Sia il solido IS. più graue dell'acqua, e di grossezza tale, che tal proporzione abbia l'altezza dell'argine AI. alla grossezza del solido IO. quale ha l'eccesso della grauità di esso solido IS. sopra la grauità d'vna mole d'acqua eguale alla mole IS. alla grauità della mole d'acqua eguale alla mole IS. dico, che il solido IS. non si sommergerà, ma d'ogni maggior grossezza andrà al fondo: imperocchè essendo come AI. ad IO. così l'eccesso della grauità del solido IS. sopra la grauità d'vna mole d'acqua eguale alla mole IS. alla grauità della medesima mole d'acqua, sarà componendo come AO. ad. OI. così la grauità del solido IS. alla grauità d'vna mole d'acqua eguale alla mole IS. e, conuertendo, come IO. ad OA. così la grauità d'vna mole d'acqua eguale alla mole IS. alla grauità del solido IS. ma come IO. ad OA, così vna mole d'acqua IS. ad vna mole d'acqua eguale alla mole ABSO. e la grauità d'vna mole d'acqua IS. alla grauità d'vna mole d'acqua AS. Adunque come la grauità d'vna mole d'acqua eguale alla mole IS. alla grauità del solido IS. così la medesima grauità d'vna mole d'acqua IS. alla grauità d'vna mole d'acqua AS. adunque la grauità del solido IS. è eguale alla grauità [49] d'vna mole d'acqua eguale alla mole AS. ma la grauità del solido IS. è la medesima, che la grauità del solido AS. composto del solido IS. e dell'aria ABCI. adunque tanto pesa tutto il solido composto AOSB. quanto pesa l'acqua, che si conterrebbe nel luogo di esso composto AOSB. e però si farà l'equilibrio, e la quiete, nè più si profonderà esso solido IOSC. ma se la sua grossezza IO. si crescesse, bisognerebbe crescere ancora l'altezza dell'argine AI. per mantener la debita proporzione: ma, per lo supposto l'altezza dell'argine AI. è la massima che la natura dell'acqua, e dell'aria permettano, senza che l'acqua scacci l'aria aderente alla superficie del solido IC. e ingombri lo spazio AICB. Adunque solido di maggior grossezza che IO. e della medesima materia del solido IS. non resterà senza sommergersi, ma discenderà al fondo, che è quello, che bisognaua dimostrare. In conseguenza di questo, che s'è dimostrato, molte, e varie conclusioni si posson raccorre, dalle quali più e più sempre venga confermata la verità della mia principal proposizione, e scoperto quanto imperfettamente sia stato sin ora filosofato, circa la presente quistione.

MATERIALE FORNITO:
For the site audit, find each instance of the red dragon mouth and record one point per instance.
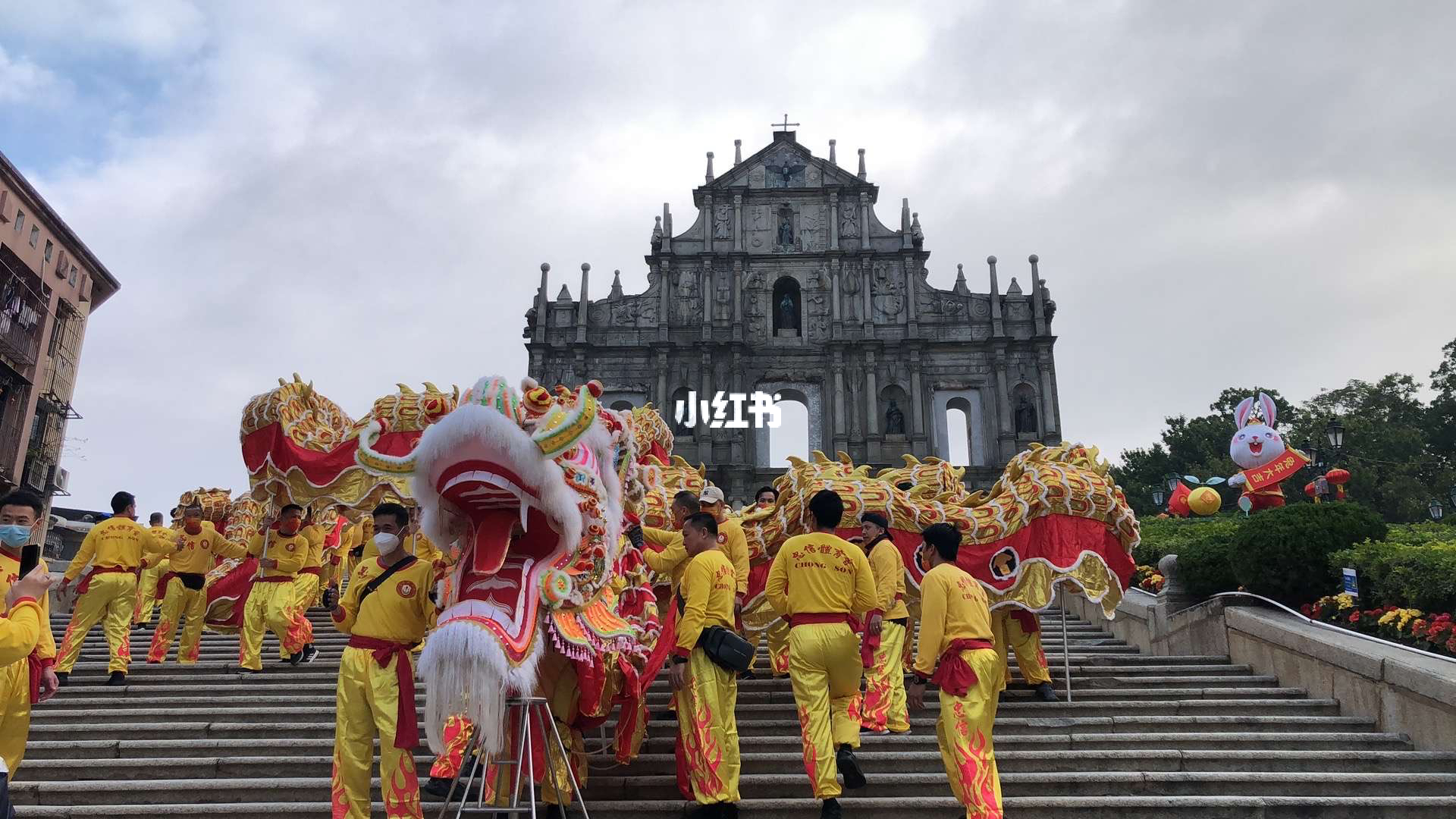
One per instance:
(511, 541)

COSA FARAI:
Riprendi il testo sul galleggiamento dei solidi nell'acqua e proseguilo a partire dalla sua ultima frase.

RISULTATO DELL'ESERCIZIO:
E prima, raccogliesi dalle cose dimostrate, che tutte le materie, ancorchè grauissime, possono sostenersi su l'acqua, sino allo stesso oro, graue più d'ogni altro corpo conosciuto da noi: perchè, considerata la sua grauità esser quasi venti volte maggior di quella dell'acqua, e, più, determinata l'altezza massima dell'argine, che può far l'acqua, senza rompere il ritegno dell'aria aderente alla superficie del solido, che si posa su l'acqua, se noi faremo vna lamina d'oro così sottile, che non ecceda in grossezza la diciannouesima parte dell'altezza del detto arginetto, questa, posata leggiermente su l'acqua, resterà senza andare in fondo: e se l'ebano, per caso, sarà in proporzione sesquisettima più graue dell'acqua, la massima grossezza, che si possa dare ad vna tauoletta d'ebano, sì che ella possa sostenersi senza sommergersi, sarà sette uolte più, che l'altezza dell'arginetto. Lo stagno, v. g. otto volte più graue dell'acqua galleggerà, ogni volta che la grossezza della sua lamina non ecceda la settima parte dell'altezza dell'arginetto.

E già non voglio passar sotto silenzio di notare, come vn secondo corollario dependente dalle cose dimostrate, che l'ampiezza della figura non solamente non è cagion del galleggiar quei corpi graui, che per altro si sommergono, ma ne anche da lei depende il [50] determinare quali sieno quelle falde d'ebano, di ferro, o d'oro, che possano stare a galla; anzi tal determinazione, dalla sola grossezza di esse figure d'ebano, o d'oro si dee attendere, escludendo totalmente la considerazione della lunghezza, e della larghezza, come quelle, che in verun conto non hanno parte in questo effetto.

Già si è fatto manifesto, come cagione del galleggiare le dette falde, ne è solamente il ridursi ad esser men graui dell'acqua, mercè dell'accoppiamento di quell'aria, che insieme con loro discende, e occupa luogo nell'acqua, il qual luogo occupato, se auanti che l'acqua circunfusa si sparga ad ingombrarlo, sarà capace di tant'acqua, che pesasse quanto la falda, resta la falda sospesa su l'acqua ne più si sommerge.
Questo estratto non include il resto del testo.